**Given task:**
Output every line below exactly.
::::
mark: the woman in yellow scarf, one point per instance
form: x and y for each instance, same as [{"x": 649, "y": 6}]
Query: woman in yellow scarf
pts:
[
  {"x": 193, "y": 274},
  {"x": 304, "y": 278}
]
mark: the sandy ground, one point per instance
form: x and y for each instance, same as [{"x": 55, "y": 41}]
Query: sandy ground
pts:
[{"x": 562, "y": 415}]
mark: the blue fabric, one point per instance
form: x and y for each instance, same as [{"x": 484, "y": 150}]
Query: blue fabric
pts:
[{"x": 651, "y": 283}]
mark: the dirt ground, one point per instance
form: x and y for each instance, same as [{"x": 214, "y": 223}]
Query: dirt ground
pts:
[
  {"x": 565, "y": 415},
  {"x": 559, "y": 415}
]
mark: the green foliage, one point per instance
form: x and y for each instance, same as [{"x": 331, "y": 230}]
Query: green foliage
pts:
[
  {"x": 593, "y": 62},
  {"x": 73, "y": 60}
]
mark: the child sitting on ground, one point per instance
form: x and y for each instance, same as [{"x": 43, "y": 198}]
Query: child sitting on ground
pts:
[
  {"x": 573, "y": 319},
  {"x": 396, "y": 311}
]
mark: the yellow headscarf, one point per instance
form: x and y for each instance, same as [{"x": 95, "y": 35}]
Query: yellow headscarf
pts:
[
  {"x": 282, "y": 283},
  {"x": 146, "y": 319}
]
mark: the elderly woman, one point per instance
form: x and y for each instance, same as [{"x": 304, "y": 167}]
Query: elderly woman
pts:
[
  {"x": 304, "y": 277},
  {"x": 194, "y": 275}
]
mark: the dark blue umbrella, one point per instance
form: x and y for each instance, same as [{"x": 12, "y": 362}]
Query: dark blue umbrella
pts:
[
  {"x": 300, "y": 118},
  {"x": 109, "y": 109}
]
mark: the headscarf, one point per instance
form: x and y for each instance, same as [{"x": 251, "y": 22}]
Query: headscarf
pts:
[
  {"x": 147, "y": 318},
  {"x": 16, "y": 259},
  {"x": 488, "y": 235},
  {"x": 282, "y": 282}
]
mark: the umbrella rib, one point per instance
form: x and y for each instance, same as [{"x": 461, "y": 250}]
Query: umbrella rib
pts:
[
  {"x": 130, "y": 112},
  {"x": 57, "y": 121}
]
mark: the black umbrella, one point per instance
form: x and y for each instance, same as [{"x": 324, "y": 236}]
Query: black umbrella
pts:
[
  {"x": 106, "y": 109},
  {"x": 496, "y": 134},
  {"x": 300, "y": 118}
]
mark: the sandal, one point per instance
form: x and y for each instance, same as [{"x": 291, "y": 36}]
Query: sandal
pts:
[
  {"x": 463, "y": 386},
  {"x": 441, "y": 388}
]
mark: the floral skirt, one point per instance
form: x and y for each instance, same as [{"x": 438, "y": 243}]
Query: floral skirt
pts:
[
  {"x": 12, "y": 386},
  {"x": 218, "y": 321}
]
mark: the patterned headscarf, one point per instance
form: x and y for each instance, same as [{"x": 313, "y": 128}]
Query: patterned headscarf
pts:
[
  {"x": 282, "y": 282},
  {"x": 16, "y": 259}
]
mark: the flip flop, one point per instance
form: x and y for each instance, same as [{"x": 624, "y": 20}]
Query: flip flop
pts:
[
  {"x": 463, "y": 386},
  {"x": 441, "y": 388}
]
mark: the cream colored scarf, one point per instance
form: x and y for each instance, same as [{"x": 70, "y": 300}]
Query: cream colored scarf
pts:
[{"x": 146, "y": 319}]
::::
**Reply:**
mark: the woman in yellow scarf, one point per instance
form: x and y for each instance, same as [{"x": 649, "y": 6}]
Query: woman in yellow scarf
pts:
[
  {"x": 193, "y": 274},
  {"x": 304, "y": 278}
]
mark: the sandy ground, one point per instance
form: x and y for each instance, same as [{"x": 55, "y": 41}]
Query: sandy ground
pts:
[{"x": 562, "y": 415}]
mark: the blue fabric, one point per instance
form: x and y for each instance, same as [{"x": 484, "y": 150}]
Query: blue fabric
pts:
[{"x": 651, "y": 283}]
mark: the dirt ground, one point per instance
form: x and y for each instance, same as [{"x": 214, "y": 223}]
Query: dirt ground
pts:
[
  {"x": 565, "y": 415},
  {"x": 559, "y": 415}
]
mark: the green foliage, one point per instance
form: x and y for each instance, same as [{"x": 331, "y": 230}]
Query: green foliage
pts:
[
  {"x": 593, "y": 62},
  {"x": 73, "y": 60}
]
mark: the child sitting on ground, one point per instance
form: x and y for each instance, same as [{"x": 43, "y": 198}]
Query: child sitting on ground
pts:
[
  {"x": 573, "y": 319},
  {"x": 396, "y": 311}
]
mark: the yellow headscarf, one point per instance
form: x and y for each instance, same as [{"x": 95, "y": 35}]
Query: yellow headscarf
pts:
[
  {"x": 282, "y": 283},
  {"x": 146, "y": 319}
]
mark: the elderly woman, one point per instance
form: x and y for each instance, same as [{"x": 304, "y": 167}]
Query: elderly woman
pts:
[
  {"x": 304, "y": 277},
  {"x": 194, "y": 275}
]
mark: the dark blue umbrella, one point per instance
form: x and y for each instance, same as [{"x": 12, "y": 362}]
Query: dark blue umbrella
pts:
[
  {"x": 300, "y": 118},
  {"x": 109, "y": 109}
]
mark: the headscarf, one point per instance
form: x and y for each instance, same as [{"x": 251, "y": 22}]
Query: headscarf
pts:
[
  {"x": 147, "y": 318},
  {"x": 16, "y": 259},
  {"x": 488, "y": 235},
  {"x": 282, "y": 282}
]
mark: the umbrella rib, one point per instance
form: x and y for each instance, same as [{"x": 461, "y": 250}]
Query: umbrella rib
pts:
[
  {"x": 130, "y": 112},
  {"x": 57, "y": 121}
]
mark: the black umbrella, one point per instance
form: x and y for each instance, same as [{"x": 324, "y": 236}]
Query: black umbrella
pts:
[
  {"x": 106, "y": 109},
  {"x": 496, "y": 134},
  {"x": 300, "y": 118}
]
mark: the sandal, one point per instance
form: x and y for each instance, same as [{"x": 291, "y": 36}]
Query: sandal
pts:
[
  {"x": 463, "y": 386},
  {"x": 441, "y": 388}
]
mark: the floral skirt, one point per instance
form: x and y for each instance, same as [{"x": 438, "y": 243}]
Query: floral skirt
pts:
[
  {"x": 12, "y": 386},
  {"x": 218, "y": 321}
]
mark: the patterned headscarf, one point per instance
form: x and y for each instance, same as [{"x": 313, "y": 128}]
Query: patterned headscarf
pts:
[
  {"x": 282, "y": 282},
  {"x": 16, "y": 259}
]
mark: the flip flop, one point per instance
form: x and y for each instance, same as [{"x": 624, "y": 20}]
Query: flip flop
pts:
[
  {"x": 463, "y": 386},
  {"x": 441, "y": 388}
]
mark: the cream colored scarf, one point per instance
form: x and y for each instance, same as [{"x": 70, "y": 300}]
Query: cream colored scarf
pts:
[{"x": 146, "y": 319}]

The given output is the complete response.